▶ _Try it_:
The answer must be an exact reproduction of the lines from the start of the records below through the line containing "Target: white dandelion puff", and nothing more.

+---+

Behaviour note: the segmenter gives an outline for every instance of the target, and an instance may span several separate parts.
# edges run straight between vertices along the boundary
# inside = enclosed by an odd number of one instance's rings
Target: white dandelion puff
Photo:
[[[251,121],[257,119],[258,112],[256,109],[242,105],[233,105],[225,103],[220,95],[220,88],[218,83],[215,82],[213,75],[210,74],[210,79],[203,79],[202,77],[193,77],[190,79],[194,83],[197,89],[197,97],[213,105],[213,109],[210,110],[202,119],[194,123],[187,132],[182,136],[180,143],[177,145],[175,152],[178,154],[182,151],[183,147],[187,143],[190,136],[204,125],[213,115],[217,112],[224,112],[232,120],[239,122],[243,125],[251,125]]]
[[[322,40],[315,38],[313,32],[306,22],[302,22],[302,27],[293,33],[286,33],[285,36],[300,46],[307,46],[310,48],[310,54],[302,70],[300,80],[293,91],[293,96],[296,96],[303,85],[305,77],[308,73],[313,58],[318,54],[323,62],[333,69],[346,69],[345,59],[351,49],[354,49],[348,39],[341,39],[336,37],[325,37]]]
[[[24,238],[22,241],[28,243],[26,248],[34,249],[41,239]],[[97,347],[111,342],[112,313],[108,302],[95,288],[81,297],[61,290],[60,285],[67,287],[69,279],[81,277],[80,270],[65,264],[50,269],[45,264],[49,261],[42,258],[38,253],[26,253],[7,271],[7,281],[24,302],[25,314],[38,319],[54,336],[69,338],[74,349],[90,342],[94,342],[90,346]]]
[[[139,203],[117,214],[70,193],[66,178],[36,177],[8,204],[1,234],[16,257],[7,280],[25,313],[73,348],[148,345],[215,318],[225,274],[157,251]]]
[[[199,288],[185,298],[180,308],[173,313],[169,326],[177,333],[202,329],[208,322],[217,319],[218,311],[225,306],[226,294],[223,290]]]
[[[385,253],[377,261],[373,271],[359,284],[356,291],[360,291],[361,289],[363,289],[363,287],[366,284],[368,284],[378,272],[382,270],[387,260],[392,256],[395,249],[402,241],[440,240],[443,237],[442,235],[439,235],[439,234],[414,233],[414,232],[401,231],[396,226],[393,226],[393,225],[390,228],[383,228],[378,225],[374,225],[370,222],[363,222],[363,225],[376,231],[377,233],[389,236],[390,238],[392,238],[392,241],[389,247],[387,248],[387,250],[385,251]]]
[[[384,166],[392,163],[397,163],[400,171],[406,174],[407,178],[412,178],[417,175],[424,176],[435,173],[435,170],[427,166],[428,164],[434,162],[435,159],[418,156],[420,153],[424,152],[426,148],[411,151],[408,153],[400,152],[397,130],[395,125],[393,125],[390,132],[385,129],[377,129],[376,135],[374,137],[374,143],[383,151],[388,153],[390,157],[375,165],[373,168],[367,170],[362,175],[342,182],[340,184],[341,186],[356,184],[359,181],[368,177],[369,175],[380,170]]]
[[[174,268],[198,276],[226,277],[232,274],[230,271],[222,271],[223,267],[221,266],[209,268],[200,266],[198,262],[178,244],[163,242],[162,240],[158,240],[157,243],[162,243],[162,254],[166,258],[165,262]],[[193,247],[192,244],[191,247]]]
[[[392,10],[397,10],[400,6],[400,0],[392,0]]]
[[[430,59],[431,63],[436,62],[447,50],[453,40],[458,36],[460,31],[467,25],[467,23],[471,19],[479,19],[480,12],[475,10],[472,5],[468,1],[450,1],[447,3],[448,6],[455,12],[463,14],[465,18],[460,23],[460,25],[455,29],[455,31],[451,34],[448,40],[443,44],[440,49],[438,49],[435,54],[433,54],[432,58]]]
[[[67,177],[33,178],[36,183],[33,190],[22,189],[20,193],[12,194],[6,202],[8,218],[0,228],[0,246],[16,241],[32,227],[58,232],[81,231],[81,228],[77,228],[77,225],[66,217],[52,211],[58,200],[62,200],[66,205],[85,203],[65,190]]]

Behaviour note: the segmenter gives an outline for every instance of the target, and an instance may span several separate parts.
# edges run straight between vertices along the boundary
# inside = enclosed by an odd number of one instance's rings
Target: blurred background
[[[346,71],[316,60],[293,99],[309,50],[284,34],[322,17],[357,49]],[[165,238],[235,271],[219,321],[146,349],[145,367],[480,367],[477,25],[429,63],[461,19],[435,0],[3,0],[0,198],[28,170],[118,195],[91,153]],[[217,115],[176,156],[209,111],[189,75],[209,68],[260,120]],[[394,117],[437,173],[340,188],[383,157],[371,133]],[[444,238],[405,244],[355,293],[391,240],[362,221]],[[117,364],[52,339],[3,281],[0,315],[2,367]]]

+---+

▶ _Solution below_:
Behaviour note: the segmenter gives an outline for every instance of the target, and an instance may span several separate parts.
# edges run straight between vertices along the boundary
# inside = enclosed by an odd number of one instance's rings
Target: white dandelion puff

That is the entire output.